Texte de lecture:
Reste que si le Sénat défend l'usurpation d'identité comme objectif de cette proposition de loi, l'Assemblée nationale semble vouloir aller plus loin avec une utilisation du fichier biométrique comme outil dans le cadre d'enquête de police.
"L'Assemblée nationale souhaite une utilisation plus large pour des enquêtes de police judiciaire ou pour des cas de reconnaissances de cadavres après des catastrophes naturelles", explique Jean-René Lecerf. "Et puis, la carte d'identité biométrique permettra de lutter efficacement contre le terrorisme avec des papiers plus sûrs", renchérit Michel Houel.
François Pillet reste plus modéré : "Le fichier ne doit être utilisé que dans un seul et unique objectif unique : la protection contre l'usurpation d'identité. Nous faisons un fichier sur, à terme, 65 millions de Français honnêtes. Il faut donc préserver la garantie que l'utilisation prévue dès le départ soit respectée", explique-t-il auNouvel Observateur.

Entrées extraites:
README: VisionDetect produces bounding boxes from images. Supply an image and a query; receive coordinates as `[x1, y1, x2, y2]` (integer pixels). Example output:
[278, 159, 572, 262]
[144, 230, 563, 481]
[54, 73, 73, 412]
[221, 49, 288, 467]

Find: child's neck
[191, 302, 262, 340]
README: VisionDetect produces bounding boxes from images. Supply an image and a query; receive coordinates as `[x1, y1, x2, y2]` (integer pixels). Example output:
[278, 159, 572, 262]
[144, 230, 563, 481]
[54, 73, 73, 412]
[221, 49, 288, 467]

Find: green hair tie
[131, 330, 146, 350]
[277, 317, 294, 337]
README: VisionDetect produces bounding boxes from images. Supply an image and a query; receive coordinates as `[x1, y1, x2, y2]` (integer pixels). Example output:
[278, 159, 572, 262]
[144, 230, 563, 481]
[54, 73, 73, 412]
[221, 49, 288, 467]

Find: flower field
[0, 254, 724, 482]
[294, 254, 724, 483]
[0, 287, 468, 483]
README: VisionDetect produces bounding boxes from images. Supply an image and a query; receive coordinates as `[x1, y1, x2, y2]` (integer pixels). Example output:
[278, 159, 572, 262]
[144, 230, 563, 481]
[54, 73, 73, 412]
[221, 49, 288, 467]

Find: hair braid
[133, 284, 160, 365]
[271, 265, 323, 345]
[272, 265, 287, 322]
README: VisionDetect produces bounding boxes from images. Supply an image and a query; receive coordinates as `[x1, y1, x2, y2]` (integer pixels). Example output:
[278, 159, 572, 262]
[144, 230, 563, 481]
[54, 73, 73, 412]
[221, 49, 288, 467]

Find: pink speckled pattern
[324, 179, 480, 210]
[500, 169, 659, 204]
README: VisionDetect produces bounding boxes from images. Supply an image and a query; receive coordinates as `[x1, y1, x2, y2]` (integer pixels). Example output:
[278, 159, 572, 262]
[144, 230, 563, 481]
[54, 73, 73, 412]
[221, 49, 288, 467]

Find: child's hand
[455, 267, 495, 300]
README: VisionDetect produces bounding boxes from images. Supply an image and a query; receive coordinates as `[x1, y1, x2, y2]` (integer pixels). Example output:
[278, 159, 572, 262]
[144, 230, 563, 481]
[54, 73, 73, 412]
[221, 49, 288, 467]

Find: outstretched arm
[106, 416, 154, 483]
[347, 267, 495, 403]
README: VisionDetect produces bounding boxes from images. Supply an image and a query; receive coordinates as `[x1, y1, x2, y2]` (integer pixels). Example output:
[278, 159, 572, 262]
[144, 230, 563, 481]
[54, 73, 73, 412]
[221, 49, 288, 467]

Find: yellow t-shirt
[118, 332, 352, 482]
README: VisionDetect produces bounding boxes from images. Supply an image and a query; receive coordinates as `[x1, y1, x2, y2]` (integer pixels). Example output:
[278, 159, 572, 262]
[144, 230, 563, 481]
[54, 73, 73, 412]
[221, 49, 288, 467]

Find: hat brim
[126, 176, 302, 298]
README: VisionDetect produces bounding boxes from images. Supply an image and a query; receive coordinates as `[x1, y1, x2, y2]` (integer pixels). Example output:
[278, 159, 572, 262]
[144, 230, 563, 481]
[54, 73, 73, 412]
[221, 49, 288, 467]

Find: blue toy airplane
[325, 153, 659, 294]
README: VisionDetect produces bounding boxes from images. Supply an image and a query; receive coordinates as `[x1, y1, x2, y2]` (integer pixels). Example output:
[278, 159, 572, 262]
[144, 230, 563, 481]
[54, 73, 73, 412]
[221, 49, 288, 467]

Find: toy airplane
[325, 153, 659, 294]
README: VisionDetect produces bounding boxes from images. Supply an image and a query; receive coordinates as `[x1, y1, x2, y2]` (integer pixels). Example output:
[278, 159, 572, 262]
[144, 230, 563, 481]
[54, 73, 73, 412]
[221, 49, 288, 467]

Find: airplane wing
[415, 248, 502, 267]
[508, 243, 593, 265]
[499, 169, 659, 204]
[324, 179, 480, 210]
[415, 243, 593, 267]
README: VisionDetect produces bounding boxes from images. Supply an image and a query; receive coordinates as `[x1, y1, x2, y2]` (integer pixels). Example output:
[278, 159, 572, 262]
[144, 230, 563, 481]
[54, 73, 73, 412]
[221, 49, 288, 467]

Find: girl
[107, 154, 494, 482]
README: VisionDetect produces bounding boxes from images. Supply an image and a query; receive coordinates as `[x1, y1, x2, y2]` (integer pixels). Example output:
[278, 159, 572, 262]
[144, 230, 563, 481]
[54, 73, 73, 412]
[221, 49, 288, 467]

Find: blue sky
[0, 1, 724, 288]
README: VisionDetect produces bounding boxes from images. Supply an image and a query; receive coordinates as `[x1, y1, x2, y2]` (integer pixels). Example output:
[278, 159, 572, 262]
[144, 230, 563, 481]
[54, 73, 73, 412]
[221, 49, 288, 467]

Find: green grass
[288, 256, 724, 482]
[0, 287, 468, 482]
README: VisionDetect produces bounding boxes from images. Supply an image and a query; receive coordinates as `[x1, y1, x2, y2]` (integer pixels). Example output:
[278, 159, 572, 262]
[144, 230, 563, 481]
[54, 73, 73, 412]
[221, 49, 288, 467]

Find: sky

Le problème: Selon le texte sur le fichier biométrique, pourquoi François Pillet estime-t-il nécessaire de préserver l'utilisation prévue dès le départ ? Répondez en une à trois phrases.

Résultat ci-dessous: Il le juge nécessaire parce que le fichier portera, à terme, sur 65 millions de Français honnêtes. Il doit donc servir à un seul objectif : la protection contre l'usurpation d'identité.